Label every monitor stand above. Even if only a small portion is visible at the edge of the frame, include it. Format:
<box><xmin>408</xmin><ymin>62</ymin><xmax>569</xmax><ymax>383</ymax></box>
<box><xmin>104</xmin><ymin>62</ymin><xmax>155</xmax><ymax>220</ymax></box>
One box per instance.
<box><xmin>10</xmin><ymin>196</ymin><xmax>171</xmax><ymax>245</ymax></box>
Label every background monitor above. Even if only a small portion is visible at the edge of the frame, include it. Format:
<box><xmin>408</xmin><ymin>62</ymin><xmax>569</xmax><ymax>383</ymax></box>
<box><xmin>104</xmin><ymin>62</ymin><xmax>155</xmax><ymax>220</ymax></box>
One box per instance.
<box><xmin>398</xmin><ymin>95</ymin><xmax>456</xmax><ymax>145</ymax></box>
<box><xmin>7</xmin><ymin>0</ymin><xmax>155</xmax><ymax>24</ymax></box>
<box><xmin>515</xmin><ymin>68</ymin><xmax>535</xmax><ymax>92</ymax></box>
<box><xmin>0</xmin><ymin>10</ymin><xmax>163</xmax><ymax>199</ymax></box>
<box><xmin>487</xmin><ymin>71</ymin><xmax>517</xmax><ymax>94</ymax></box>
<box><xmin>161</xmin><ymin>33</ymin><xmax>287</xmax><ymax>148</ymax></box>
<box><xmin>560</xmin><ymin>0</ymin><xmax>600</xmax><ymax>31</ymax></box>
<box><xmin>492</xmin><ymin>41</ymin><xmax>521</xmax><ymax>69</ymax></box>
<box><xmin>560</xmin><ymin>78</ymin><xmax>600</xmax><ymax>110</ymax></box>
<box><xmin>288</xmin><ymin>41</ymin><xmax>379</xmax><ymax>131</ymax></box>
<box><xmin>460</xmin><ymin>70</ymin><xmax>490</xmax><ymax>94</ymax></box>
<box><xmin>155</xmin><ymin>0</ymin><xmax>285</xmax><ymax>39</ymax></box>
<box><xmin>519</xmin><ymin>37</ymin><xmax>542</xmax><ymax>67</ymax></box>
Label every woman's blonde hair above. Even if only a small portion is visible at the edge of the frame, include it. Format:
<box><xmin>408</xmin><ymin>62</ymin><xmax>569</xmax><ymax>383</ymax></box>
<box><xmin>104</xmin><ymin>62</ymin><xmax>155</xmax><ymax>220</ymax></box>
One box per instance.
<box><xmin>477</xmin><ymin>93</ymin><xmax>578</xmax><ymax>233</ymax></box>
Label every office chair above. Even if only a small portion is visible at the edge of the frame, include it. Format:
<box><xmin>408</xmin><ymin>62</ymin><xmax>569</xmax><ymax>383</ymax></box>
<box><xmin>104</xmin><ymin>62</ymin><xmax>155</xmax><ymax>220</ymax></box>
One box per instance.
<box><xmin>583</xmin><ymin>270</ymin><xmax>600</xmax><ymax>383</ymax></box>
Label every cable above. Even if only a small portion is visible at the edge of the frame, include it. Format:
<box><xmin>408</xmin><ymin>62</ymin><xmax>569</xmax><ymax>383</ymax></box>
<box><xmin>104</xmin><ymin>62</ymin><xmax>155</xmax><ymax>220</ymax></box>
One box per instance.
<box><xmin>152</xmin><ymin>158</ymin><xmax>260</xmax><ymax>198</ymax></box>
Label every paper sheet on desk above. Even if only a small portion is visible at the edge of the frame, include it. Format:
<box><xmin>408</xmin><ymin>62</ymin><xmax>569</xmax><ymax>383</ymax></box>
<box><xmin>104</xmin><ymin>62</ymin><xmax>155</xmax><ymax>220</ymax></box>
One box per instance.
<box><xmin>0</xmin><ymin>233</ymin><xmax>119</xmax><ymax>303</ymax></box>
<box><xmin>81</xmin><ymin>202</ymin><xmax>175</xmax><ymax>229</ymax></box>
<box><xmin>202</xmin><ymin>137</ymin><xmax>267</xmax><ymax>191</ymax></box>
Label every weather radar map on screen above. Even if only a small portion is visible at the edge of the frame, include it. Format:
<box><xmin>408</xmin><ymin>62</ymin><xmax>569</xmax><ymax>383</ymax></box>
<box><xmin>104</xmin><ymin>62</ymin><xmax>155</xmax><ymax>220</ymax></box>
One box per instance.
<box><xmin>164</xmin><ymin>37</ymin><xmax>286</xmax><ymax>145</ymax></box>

* * *

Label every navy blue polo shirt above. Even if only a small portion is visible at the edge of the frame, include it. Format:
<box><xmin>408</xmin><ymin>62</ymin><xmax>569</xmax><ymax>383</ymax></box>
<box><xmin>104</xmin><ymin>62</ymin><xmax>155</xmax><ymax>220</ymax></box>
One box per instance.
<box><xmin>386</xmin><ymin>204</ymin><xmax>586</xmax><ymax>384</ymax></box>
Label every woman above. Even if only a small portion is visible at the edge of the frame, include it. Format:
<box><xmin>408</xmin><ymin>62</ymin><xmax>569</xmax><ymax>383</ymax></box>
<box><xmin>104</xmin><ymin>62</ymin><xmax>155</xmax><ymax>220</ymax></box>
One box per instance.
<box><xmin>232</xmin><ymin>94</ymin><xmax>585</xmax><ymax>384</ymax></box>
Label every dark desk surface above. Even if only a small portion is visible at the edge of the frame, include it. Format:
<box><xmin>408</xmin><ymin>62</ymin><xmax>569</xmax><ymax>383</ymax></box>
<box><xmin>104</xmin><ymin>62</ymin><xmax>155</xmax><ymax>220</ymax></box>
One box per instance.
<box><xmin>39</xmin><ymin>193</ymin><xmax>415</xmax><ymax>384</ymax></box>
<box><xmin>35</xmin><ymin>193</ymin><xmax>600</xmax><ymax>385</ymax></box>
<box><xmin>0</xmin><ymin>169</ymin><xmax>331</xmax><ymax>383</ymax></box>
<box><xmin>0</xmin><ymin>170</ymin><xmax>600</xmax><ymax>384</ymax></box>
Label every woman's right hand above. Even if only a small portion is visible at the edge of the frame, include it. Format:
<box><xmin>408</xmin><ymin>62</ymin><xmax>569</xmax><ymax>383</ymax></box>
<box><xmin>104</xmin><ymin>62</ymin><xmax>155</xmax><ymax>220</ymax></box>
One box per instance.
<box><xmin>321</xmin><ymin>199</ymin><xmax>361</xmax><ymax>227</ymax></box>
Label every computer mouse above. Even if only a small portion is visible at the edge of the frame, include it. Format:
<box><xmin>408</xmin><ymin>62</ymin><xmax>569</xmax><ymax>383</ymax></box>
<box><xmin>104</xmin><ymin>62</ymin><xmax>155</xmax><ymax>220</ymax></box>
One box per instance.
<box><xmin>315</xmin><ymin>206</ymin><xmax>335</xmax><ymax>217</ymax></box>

* * *

▸ **WORK INSTRUCTIONS**
From the records above, pick out each line that contains the word "monitor" and copy those lines in full.

▸ **ANSWER FOR THIS EXERCISE**
Label every monitor stand above. Even if only a small portion is visible at the edge of the frame, include it. Format:
Label every background monitor above. Even if only a small portion is visible at the edge of the frame, include it. Format:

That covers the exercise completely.